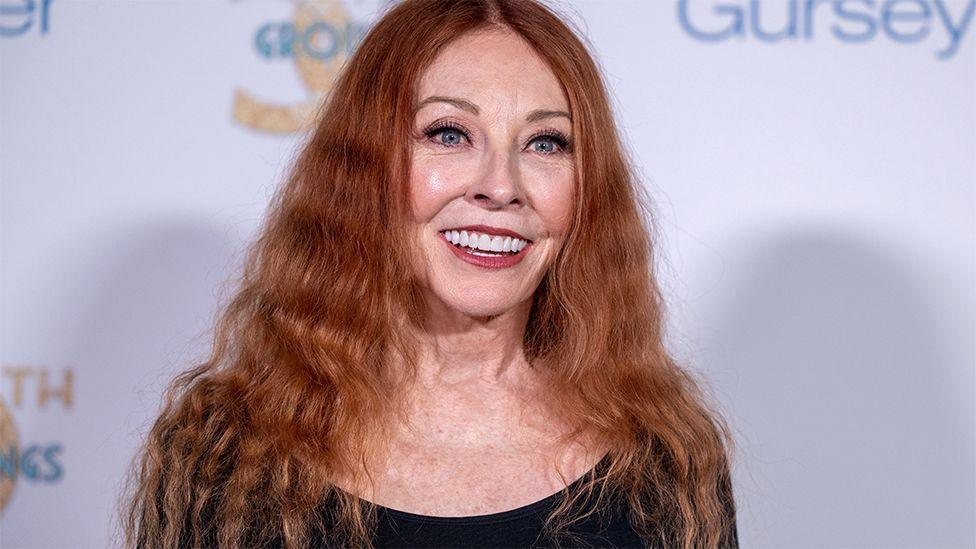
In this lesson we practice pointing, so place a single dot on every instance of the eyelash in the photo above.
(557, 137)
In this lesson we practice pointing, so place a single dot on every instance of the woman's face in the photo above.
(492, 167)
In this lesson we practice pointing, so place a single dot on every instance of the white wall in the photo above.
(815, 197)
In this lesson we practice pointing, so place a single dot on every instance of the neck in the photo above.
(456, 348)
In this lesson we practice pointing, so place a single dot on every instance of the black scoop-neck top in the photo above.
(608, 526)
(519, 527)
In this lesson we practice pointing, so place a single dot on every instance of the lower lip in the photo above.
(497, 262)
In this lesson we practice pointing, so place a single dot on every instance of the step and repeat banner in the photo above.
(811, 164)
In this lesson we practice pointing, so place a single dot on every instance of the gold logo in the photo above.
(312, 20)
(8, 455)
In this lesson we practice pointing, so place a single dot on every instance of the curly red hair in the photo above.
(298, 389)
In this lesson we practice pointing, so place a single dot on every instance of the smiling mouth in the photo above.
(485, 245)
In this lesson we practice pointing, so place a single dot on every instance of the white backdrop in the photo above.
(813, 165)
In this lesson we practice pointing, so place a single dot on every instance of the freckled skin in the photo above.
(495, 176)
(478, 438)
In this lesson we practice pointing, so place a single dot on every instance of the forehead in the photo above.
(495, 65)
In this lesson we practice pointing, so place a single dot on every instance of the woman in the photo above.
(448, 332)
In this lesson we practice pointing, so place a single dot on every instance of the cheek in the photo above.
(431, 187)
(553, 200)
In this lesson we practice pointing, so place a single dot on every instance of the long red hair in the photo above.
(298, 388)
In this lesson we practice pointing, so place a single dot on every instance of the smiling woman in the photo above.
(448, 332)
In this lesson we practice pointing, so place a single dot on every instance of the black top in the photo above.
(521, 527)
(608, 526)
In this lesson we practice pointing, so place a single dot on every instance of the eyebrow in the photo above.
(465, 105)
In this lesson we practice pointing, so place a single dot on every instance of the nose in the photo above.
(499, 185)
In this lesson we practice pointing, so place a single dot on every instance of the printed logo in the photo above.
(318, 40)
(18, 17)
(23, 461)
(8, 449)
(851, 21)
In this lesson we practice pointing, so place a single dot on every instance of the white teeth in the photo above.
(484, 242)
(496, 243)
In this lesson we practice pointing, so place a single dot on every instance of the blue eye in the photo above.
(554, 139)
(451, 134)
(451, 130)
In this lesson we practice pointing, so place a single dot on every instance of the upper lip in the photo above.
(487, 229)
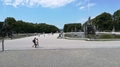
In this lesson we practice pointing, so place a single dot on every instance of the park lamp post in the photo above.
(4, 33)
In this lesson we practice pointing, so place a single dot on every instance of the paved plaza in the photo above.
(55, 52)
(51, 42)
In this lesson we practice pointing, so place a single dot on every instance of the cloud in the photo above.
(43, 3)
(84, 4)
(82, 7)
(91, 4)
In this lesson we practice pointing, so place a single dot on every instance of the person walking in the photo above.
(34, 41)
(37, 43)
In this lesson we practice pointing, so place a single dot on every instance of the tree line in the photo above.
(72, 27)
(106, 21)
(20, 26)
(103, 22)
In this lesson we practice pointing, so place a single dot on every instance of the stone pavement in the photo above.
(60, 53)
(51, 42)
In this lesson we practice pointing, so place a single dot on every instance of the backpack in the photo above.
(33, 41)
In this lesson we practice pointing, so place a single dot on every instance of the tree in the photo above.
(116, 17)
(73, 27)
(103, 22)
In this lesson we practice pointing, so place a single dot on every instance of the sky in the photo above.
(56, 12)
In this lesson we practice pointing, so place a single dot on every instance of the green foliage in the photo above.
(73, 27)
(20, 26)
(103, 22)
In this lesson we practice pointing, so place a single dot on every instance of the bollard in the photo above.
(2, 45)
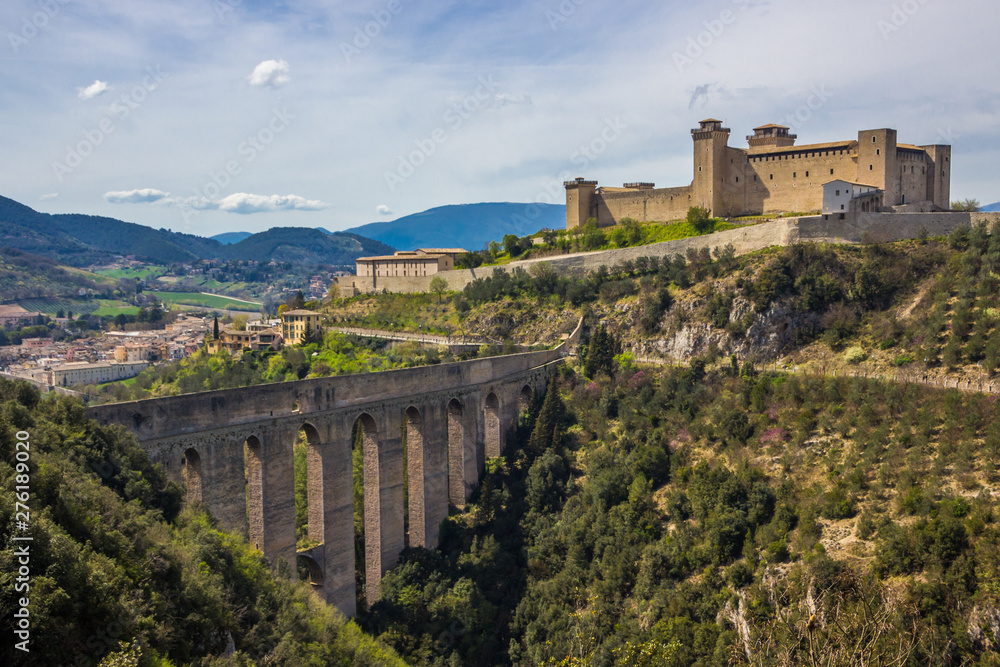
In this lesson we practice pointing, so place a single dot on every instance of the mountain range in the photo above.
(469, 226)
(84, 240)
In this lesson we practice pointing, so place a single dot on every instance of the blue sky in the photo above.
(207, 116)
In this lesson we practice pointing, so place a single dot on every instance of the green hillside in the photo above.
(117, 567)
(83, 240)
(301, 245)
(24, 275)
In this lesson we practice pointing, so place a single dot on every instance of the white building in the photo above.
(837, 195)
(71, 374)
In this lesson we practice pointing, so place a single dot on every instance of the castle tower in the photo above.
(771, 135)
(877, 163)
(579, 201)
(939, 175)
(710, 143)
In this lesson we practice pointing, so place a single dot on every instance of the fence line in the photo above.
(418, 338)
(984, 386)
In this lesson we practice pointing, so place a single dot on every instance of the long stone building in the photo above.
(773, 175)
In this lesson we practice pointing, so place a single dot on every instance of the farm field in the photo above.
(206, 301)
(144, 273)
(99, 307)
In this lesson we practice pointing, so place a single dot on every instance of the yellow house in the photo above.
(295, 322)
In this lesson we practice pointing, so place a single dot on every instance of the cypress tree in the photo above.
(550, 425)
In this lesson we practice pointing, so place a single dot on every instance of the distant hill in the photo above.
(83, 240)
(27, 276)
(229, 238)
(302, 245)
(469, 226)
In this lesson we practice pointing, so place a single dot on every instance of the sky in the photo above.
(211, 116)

#####

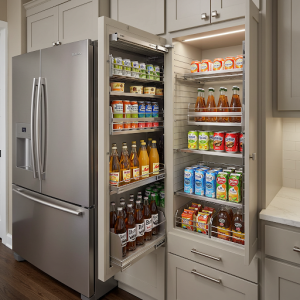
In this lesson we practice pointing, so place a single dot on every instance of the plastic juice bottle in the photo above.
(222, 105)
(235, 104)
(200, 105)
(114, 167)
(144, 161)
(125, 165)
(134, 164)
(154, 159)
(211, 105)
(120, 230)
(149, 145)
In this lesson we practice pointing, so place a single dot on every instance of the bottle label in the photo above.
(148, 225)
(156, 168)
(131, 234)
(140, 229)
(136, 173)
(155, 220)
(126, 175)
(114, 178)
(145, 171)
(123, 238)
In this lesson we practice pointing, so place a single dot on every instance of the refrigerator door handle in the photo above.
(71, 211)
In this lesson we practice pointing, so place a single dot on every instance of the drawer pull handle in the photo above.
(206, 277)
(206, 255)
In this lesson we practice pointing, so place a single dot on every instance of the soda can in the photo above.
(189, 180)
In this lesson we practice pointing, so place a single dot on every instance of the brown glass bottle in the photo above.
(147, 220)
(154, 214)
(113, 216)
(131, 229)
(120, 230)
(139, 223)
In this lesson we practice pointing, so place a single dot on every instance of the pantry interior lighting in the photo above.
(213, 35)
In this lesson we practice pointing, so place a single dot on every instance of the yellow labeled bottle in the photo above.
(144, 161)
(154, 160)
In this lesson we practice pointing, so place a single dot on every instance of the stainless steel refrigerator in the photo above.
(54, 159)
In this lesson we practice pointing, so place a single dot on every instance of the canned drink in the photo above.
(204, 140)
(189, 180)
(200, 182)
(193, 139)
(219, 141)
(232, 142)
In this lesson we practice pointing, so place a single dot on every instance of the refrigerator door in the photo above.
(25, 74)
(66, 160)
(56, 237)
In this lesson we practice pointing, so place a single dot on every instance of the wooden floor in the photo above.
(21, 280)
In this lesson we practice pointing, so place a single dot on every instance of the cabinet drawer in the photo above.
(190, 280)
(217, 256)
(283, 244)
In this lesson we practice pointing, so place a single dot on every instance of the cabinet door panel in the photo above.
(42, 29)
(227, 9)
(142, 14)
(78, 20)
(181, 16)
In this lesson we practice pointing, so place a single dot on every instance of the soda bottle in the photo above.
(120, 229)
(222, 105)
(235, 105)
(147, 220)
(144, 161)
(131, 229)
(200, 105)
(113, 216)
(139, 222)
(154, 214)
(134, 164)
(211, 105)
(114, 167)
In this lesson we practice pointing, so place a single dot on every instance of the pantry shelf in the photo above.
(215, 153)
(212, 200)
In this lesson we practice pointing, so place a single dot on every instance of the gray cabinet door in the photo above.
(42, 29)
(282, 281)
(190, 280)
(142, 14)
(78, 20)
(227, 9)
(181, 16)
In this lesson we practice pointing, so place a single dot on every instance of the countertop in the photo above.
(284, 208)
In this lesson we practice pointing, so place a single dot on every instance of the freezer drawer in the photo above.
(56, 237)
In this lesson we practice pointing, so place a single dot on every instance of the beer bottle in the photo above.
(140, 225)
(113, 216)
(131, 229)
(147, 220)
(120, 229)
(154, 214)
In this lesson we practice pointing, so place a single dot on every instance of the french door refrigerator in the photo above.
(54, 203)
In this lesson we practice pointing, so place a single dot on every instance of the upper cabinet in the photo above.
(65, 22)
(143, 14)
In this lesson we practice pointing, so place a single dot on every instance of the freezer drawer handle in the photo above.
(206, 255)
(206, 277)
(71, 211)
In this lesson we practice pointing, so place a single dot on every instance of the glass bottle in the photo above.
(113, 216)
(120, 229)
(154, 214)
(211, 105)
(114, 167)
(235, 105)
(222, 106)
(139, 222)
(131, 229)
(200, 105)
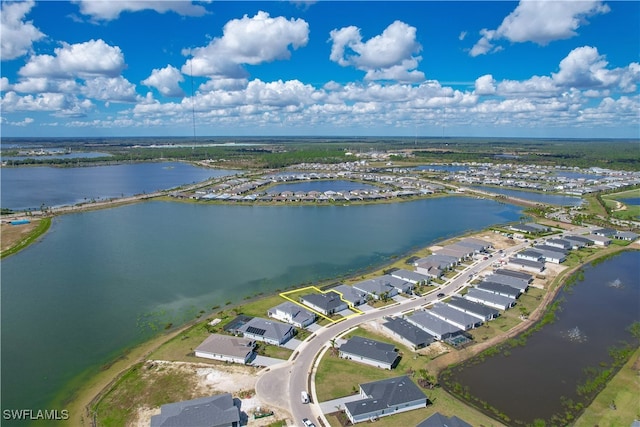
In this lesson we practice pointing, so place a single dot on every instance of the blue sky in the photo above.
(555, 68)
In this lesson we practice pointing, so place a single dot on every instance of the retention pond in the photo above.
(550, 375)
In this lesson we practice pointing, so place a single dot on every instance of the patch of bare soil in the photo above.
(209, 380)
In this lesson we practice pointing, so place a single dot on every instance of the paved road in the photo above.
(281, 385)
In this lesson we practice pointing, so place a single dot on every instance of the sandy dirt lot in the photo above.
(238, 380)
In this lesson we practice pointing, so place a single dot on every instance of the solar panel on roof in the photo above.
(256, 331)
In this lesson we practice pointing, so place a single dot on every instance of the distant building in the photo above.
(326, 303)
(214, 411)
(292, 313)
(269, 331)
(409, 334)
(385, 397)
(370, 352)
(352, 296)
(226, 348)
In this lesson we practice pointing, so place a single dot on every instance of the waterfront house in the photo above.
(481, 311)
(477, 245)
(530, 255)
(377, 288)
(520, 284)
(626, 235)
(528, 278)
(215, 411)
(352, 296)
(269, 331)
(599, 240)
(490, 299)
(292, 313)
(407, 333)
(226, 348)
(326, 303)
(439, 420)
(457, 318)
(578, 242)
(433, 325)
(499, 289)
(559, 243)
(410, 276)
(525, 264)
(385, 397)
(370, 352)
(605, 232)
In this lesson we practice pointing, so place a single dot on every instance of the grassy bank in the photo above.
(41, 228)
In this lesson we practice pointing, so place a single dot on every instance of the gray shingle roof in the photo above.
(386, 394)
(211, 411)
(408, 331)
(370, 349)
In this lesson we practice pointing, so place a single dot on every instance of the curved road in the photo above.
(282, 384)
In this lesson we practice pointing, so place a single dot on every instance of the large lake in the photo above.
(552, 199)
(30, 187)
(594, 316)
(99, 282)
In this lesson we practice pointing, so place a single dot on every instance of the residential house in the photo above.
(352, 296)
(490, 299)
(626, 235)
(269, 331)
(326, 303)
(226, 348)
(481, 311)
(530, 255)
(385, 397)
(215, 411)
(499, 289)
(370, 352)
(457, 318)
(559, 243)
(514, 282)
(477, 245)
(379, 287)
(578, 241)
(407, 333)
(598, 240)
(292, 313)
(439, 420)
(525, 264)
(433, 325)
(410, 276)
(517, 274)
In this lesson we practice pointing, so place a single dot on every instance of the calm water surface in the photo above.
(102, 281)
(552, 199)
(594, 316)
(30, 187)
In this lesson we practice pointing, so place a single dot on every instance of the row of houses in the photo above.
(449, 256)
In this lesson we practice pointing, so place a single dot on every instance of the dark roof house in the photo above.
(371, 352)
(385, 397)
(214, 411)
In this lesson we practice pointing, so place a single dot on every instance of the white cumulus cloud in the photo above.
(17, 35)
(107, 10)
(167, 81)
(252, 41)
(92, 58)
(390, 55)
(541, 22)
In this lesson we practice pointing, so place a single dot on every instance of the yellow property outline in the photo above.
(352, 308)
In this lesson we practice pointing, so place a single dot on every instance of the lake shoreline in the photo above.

#####

#### [TASK]
Collect every line in the records above that contains the word "upper". Case counts, so match capital and small letters exactly.

#### [EXERCISE RESPONSE]
In this lesson we practice pointing, so place a single dot on every instance of the upper lip in the photo above.
In this lesson we practice pointing, so place a single dot on every instance of the upper cabinet in the photo above.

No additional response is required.